Task brief:
Rewrite the lines of all the records below, replacing "tightly covers" with "closely encloses" wherever it appears and leaving everything else unchanged. Omit the pictures from your answer.

Data records:
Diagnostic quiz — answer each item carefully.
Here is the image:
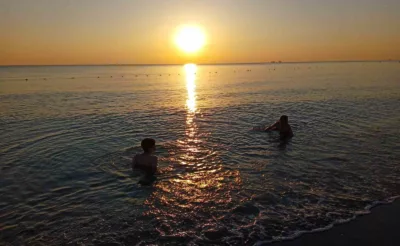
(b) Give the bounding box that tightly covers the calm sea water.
[0,63,400,245]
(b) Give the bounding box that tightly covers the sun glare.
[175,26,206,53]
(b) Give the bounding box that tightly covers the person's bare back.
[132,153,158,175]
[132,138,158,176]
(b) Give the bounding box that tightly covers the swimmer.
[265,115,293,139]
[132,138,158,178]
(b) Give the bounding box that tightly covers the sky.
[0,0,400,65]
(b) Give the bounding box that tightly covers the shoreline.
[266,198,400,246]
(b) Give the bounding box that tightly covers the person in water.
[265,115,293,139]
[132,138,158,177]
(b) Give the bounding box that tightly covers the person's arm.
[151,156,158,174]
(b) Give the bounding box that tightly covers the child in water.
[265,115,293,139]
[132,138,158,184]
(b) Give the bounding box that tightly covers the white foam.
[254,196,400,246]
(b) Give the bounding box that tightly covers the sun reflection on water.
[184,64,197,113]
[145,64,242,242]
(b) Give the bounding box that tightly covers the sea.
[0,62,400,245]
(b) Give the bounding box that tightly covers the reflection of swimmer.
[265,115,293,138]
[132,138,158,184]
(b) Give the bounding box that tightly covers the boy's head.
[280,115,289,124]
[141,138,156,153]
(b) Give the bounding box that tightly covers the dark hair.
[280,115,289,124]
[140,138,156,152]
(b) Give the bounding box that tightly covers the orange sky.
[0,0,400,65]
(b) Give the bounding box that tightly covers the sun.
[175,26,206,53]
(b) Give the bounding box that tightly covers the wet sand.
[269,199,400,246]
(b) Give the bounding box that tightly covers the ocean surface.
[0,62,400,245]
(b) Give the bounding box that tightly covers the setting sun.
[175,26,206,53]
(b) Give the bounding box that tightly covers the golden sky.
[0,0,400,65]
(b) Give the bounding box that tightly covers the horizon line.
[0,59,400,67]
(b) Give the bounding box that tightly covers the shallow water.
[0,62,400,245]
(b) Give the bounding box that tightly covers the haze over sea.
[0,62,400,245]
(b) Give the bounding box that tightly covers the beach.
[269,200,400,246]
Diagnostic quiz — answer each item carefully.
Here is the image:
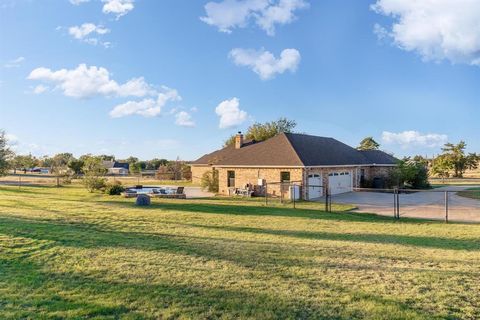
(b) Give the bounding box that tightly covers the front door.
[328,171,353,194]
[308,174,323,200]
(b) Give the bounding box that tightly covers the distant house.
[191,133,397,199]
[103,161,130,176]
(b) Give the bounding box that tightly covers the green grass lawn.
[0,186,480,319]
[457,188,480,200]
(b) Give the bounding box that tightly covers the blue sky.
[0,0,480,160]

The solution:
Diagnostic quiz — answer each item carefully.
Here is the image:
(b) Give the bounding box that closely encloses the calm sea water.
[0,63,400,245]
(b) Give the bounding box that closely encloses the sun glare.
[175,26,206,53]
(b) Give the bounding box that closely encloses the person's bare back.
[132,153,158,175]
[132,138,158,176]
(b) Give the bounding box that closely encloses the swimmer.
[265,115,293,139]
[132,138,158,178]
(b) Give the bounding box that closely encloses the sky.
[0,0,400,65]
(b) Give the bounding box that closely encloses the shoreline.
[266,198,400,246]
(b) Give the bounding box that closely encloses the person in water.
[265,115,293,139]
[132,138,158,177]
(b) Give the bounding box that closely encloses the person's arm.
[151,156,158,174]
(b) Give the bounding box that closely encloses the child in water.
[265,115,293,139]
[132,138,158,184]
(b) Give the bounding box that closely encloses the white foam.
[254,196,400,246]
(b) Give the bounding box that closely encloses the sun reflection on water.
[184,64,197,113]
[145,64,242,242]
(b) Give the bounding box that closely encloses the sea.
[0,62,400,245]
(b) Give the bounding box that closely encloses the reflection of swimmer.
[265,115,293,138]
[132,138,158,184]
(b) Give the bounding box that closely encloses the boy's head.
[280,115,289,124]
[141,138,156,153]
(b) Give the bounding box that closely encloses the dark hair.
[280,115,289,124]
[140,138,156,152]
(b) Give the bounding box that closely encloses the orange sky.
[0,0,400,65]
(b) Give the bounding box that closely encloses the sun.
[175,26,206,53]
(b) Give the bounding box that closely encloses the wet sand.
[269,199,400,246]
(b) Give the bounding box that closely encloses the ocean surface.
[0,62,400,245]
(b) Give the bounding box that closely encloses the setting sun.
[175,26,206,53]
(b) Give the bounding box that closely encloses the golden sky.
[0,0,400,65]
(b) Give the bounding box that closely encloses the horizon line.
[0,59,400,67]
(b) Give the bounding box that closely encloses the shallow water.
[0,62,400,245]
(b) Give the bounding box that closely encloses the haze over sea.
[0,62,400,245]
(b) Give the bounding box that closely encloses the beach.
[269,200,400,246]
Diagnostic quiz — answer each item carefully.
Here is the image:
(b) Give the bounding box that closely encloses the front door.
[328,171,353,194]
[308,174,323,200]
(b) Give the bounding box that closely encloses the distant house.
[191,133,397,199]
[103,161,130,176]
(b) Give the bounding box that closely encloses the green grass lawn.
[0,186,480,319]
[457,188,480,200]
(b) Give the bounding box that closely encloses the blue sky.
[0,0,480,160]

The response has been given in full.